**Activity**.
Keep to one stretch of the data below, the lines from the one with "Target: golf bag stand leg" up to and including the one with "like x=7, y=169.", and return that stretch exactly.

(Natural language region descriptions)
------------------------------------------------------------------------
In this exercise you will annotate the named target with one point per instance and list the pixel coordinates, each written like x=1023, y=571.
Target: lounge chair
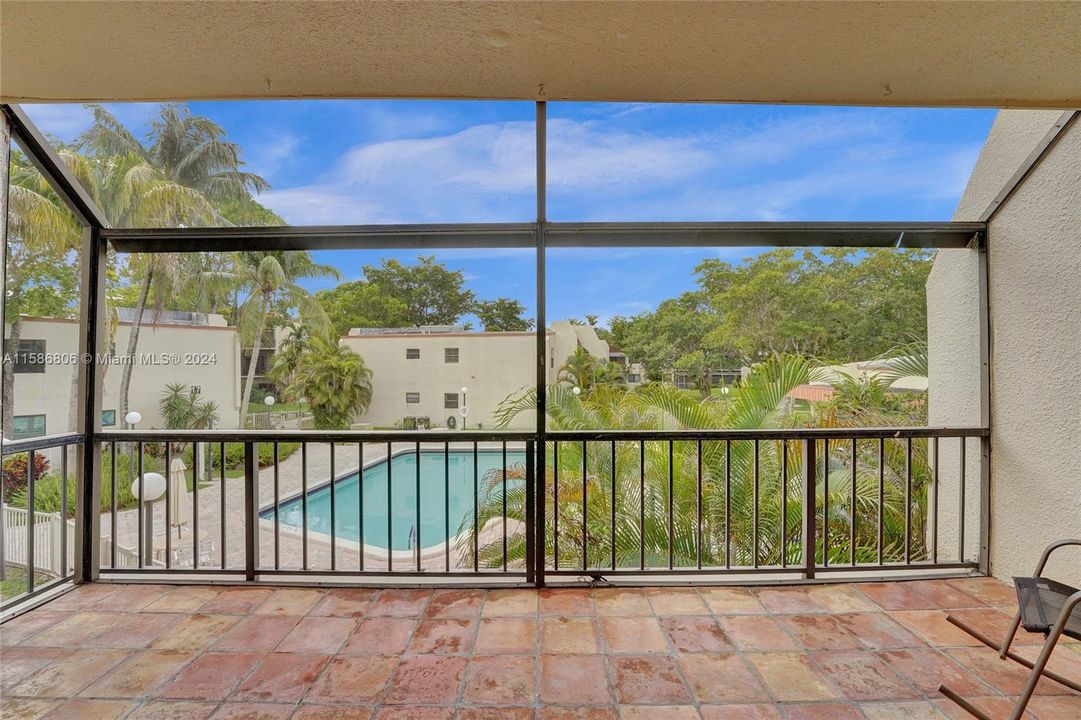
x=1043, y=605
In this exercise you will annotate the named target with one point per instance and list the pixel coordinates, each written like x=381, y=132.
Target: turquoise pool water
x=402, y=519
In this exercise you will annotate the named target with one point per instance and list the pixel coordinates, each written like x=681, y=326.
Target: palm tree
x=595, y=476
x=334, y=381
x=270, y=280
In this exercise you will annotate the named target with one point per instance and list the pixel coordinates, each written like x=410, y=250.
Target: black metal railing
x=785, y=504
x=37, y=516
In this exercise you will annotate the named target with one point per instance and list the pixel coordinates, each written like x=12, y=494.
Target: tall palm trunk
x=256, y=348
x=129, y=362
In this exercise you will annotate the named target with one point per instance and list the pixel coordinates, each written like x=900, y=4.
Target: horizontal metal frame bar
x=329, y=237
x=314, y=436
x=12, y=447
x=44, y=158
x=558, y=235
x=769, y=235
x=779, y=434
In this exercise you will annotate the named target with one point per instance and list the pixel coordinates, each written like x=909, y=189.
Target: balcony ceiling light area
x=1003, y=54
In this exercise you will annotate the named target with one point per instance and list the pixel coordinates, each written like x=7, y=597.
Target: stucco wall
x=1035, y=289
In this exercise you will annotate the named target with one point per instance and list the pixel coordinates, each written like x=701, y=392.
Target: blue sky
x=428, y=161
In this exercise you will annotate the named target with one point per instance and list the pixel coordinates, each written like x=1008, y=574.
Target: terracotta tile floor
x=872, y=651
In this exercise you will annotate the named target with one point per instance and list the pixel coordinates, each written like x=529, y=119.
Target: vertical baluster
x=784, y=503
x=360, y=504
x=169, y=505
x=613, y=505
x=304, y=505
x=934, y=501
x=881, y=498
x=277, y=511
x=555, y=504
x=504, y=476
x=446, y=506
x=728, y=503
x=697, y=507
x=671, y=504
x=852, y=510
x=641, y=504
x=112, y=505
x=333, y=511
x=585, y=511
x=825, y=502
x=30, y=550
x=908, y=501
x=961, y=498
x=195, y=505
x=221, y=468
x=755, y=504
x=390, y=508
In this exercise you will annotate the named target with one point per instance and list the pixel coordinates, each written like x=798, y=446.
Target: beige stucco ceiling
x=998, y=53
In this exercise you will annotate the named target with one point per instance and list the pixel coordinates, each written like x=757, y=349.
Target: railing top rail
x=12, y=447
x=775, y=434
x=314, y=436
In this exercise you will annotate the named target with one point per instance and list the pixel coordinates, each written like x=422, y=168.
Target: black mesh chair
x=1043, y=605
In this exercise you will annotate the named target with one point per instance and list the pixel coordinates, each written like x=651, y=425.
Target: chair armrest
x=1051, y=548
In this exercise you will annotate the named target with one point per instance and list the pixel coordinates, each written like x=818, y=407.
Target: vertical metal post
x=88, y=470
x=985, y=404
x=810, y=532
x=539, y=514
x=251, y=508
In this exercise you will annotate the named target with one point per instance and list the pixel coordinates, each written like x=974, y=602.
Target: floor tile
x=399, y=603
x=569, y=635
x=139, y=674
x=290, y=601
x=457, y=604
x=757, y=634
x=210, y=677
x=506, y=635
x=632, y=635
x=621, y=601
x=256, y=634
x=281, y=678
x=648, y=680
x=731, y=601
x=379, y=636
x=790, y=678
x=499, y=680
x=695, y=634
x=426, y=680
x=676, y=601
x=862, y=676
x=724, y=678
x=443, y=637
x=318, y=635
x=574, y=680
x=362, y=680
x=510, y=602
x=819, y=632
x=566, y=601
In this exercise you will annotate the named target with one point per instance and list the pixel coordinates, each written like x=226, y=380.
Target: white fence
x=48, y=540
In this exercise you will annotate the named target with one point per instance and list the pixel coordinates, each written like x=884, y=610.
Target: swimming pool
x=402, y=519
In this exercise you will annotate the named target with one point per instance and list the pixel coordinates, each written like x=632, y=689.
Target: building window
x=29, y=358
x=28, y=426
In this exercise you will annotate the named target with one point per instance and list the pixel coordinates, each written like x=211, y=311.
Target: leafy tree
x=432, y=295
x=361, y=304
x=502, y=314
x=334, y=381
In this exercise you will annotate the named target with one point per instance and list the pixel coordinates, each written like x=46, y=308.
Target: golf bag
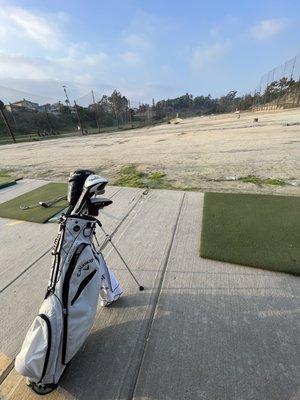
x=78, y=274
------------------------------------------------------------------------
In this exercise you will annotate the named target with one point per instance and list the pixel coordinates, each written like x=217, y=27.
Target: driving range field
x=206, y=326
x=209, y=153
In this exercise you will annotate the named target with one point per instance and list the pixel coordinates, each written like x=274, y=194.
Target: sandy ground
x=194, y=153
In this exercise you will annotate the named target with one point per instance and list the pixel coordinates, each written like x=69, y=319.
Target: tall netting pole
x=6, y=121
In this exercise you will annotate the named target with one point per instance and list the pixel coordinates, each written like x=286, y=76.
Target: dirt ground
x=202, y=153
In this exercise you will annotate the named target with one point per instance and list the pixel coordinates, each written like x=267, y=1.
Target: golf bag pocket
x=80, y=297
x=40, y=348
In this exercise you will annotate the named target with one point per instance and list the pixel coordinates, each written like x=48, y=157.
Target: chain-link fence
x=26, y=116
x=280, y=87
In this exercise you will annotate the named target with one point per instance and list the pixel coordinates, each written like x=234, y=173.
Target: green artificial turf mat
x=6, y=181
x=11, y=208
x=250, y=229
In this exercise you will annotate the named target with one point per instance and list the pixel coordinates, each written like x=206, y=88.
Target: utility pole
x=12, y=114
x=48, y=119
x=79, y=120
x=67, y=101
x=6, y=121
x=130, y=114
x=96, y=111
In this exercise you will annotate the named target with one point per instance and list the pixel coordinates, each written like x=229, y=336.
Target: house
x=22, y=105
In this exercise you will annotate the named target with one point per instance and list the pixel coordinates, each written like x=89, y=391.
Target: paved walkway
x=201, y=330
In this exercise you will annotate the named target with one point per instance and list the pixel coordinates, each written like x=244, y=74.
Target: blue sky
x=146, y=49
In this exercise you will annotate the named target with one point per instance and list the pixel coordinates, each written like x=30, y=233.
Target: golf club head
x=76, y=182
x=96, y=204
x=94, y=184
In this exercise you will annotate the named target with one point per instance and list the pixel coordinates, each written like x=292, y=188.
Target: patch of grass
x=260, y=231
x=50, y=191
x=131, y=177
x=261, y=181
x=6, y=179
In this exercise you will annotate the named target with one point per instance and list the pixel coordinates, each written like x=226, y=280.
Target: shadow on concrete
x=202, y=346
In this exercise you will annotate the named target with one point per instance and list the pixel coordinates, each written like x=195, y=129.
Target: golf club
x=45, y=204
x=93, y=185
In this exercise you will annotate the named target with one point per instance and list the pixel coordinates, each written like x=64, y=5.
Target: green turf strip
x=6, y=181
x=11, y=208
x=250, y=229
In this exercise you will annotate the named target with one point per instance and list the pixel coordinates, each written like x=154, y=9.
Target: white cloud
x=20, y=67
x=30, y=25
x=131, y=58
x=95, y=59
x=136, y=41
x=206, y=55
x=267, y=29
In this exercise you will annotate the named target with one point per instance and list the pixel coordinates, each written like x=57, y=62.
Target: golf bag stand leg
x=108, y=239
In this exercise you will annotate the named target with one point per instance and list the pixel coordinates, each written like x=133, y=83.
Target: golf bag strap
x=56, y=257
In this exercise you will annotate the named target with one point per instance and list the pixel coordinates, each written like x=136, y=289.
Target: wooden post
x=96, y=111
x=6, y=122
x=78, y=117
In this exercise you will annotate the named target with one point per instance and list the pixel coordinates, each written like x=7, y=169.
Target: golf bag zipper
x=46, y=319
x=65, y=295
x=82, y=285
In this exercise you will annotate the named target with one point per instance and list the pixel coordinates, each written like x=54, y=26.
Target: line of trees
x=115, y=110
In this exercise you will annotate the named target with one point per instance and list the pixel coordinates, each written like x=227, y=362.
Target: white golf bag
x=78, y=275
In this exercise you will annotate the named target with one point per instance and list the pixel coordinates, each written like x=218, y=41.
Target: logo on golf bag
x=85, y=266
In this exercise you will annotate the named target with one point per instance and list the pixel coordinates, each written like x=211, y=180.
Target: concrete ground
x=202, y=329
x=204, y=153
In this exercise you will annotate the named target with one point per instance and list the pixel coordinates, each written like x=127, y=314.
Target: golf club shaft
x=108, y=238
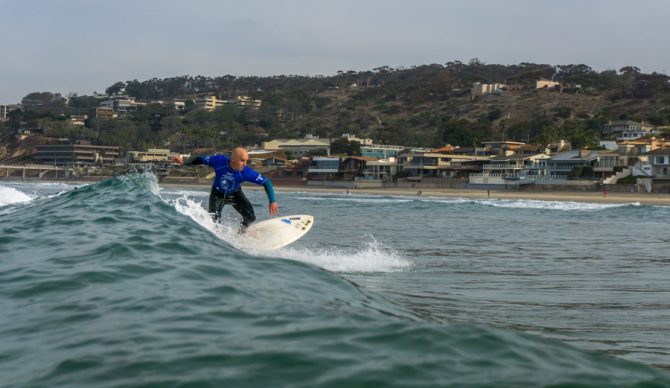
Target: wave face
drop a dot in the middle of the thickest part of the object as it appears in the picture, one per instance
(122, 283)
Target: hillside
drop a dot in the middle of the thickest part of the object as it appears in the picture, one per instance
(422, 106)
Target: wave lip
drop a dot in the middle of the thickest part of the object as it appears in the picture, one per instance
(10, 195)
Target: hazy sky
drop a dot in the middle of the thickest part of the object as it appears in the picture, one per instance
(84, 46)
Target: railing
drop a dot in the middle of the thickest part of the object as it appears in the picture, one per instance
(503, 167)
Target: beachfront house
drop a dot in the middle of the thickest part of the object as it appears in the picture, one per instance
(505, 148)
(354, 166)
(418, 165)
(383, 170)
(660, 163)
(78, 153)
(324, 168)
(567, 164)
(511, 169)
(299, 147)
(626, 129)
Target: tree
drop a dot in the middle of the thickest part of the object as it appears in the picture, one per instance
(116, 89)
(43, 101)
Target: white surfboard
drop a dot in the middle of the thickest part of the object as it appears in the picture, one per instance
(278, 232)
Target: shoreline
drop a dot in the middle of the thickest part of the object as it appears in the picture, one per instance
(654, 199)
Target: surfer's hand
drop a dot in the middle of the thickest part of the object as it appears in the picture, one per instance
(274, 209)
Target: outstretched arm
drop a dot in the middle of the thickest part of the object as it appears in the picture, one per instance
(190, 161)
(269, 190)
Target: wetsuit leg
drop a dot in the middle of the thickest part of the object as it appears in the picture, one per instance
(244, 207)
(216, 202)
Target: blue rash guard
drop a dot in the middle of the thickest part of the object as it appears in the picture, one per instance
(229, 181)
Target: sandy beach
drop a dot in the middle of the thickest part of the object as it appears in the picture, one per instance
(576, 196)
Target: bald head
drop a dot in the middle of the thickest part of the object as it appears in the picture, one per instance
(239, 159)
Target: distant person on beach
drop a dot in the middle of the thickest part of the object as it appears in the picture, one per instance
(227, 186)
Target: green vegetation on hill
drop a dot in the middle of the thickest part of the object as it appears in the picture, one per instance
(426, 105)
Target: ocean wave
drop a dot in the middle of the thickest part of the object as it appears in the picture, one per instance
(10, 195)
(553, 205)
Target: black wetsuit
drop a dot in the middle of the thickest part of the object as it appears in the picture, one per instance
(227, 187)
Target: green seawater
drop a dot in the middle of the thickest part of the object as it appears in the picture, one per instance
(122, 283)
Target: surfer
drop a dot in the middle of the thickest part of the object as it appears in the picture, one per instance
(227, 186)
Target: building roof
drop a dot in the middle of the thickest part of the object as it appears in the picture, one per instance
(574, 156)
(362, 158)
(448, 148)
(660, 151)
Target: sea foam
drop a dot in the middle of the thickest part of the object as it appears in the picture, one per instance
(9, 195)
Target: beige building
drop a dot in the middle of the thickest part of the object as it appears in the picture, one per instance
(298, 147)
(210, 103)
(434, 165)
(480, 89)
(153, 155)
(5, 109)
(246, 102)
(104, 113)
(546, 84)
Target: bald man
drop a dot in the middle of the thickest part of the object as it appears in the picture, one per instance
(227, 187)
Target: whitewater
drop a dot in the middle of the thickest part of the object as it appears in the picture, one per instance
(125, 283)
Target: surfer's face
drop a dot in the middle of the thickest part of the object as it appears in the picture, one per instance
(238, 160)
------------------------------------------------------------------------
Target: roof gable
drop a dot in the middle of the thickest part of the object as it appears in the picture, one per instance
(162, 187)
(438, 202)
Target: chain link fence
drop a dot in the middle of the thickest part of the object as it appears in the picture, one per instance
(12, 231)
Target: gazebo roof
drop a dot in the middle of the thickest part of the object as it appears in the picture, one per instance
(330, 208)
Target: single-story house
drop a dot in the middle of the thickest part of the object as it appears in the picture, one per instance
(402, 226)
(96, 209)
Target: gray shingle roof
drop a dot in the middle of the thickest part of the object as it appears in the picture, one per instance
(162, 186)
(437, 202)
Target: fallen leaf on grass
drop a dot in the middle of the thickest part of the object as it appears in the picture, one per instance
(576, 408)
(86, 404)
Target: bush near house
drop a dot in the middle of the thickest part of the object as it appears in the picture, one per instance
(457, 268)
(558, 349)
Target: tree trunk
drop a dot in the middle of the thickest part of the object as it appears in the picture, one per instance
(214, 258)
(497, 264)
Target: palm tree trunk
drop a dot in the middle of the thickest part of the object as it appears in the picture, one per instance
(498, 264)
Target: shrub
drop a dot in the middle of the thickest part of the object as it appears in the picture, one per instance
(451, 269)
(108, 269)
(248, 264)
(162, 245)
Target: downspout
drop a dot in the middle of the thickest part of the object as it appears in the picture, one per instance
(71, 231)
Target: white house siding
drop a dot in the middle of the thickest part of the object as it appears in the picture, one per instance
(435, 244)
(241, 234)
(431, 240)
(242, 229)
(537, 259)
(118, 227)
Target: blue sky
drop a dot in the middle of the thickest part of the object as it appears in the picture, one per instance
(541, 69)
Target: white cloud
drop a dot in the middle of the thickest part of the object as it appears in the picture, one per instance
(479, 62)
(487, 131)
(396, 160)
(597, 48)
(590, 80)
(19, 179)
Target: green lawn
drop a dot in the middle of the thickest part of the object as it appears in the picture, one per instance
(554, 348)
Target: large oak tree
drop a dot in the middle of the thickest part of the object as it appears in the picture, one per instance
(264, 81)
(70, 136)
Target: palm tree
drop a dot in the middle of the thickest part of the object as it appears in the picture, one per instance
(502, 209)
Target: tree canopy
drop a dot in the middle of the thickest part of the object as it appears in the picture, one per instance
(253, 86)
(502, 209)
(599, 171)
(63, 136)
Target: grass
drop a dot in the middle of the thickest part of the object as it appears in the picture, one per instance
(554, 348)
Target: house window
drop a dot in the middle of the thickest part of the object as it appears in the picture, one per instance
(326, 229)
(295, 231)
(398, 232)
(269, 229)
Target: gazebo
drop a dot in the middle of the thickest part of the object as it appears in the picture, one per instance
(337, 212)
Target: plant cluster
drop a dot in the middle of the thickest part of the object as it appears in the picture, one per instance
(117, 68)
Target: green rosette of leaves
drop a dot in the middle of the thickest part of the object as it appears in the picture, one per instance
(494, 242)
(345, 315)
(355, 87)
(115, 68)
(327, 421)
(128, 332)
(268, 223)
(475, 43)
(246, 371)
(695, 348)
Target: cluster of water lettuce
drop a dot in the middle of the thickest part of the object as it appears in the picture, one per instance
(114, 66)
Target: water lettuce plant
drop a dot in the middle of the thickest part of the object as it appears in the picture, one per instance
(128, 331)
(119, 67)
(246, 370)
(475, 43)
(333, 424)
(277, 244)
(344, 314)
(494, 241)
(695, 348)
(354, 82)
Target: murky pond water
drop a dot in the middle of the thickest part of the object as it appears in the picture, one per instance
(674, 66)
------------------------------------------------------------------------
**Response area**.
Target: golf bag stand leg
x=108, y=239
In this exercise you will annotate the named target with one point per instance and list the pixel coordinates, each written like x=133, y=83.
Target: golf bag strap
x=56, y=257
In this exercise you will annotate the named target with one point per instance and list the pixel coordinates, each written like x=136, y=289.
Target: wooden post
x=96, y=111
x=6, y=122
x=78, y=117
In this exercise you will annotate the named target with one point per instance and list the pixel coordinates, each written like x=7, y=169.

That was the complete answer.